+++ Selected passage +++

Despite algorithmic censorship, shadowbanning and “digital apartheid” (EFF 2024), these voices have a global reach. When Abdalkarim Ghattas (@karim96.gaza, 57k) tearfully says: “I’m still alive, but I’m barely holding on,” 1’452 people from all over the world respond in digital solidarity: “Karim, we can hear you. We see you. We will not abandon you.”

Figure 8: “I’m still alive, but I’m barely holding on” says Karim (@karim96_gaza) People in the comment sections express solidarity and empathy. Source: Screenshot, Instagram-Post.

But as moving as these digital encounters are, a painful power asymmetry remains: The viewers can see but can do little. Testimony on social media, in this case, mainly means: not looking away. Donating, sharing, commenting is possible. Yet, the structural injustice and military violence remain outside of our ability to act. This gap creates a specific form of powerlessness: viewers witness immense suffering without being able to stop it. Opening Instagram, once a casual act, now comes with hesitation about what might appear. And still, forcing oneself to look feels like an act of solidarity. And even though it may seem little, it still has meaning for the people in Gaza. Emad (55k) thanks his followers: “Here in Gaza, despite the war, the pain, and the devastation, we have not lost hope. That hope is drawn from your solidarity, from your voices, your compassion, and your continued humanitarian support. (…) Thank you for not ignoring our suffering and for not leaving us alone in the storm.”

Acting digitally will never be enough. The images call on us to act beyond the screen: to march, speak up, engage others, sign petitions, refuse.

The past months have changed how I see the world. The images from Gaza form a mental and digital archive of destruction. I watched, liked, shared, commented. I spoke with those affected, I donated and showed solidarity. And yet, these forms of action remain paradoxical. There is a persistent contradiction in trying to express care through the tools of a social medium that itself reproduces inequalities. Acting digitally will never be enough. The images call on us to act beyond the screen: to march, speak up, engage others, sign petitions, refuse. While our actions may be small, we must still take them. Because we have seen and we know.


Featured image: Foto by Leon Seibert on Unsplash, 2019.

Bibliography

Ahmed, Sara. 2004. Affective Economies. Social Text 22(2), Duke University Press. 117–139.

Azoulay, Ariella Aïsha. 2008. The Civil Contract of Photography. New York: Zone Books.

+++ Available data +++

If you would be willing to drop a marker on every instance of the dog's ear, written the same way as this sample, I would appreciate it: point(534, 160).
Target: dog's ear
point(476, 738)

+++

_The problem_
In the passage on Gaza and social media, what does Emad say the hope in Gaza is drawn from? Answer using only the passage on Gaza and social media.

_Task result_
From his followers' solidarity, voices, compassion, and continued humanitarian support.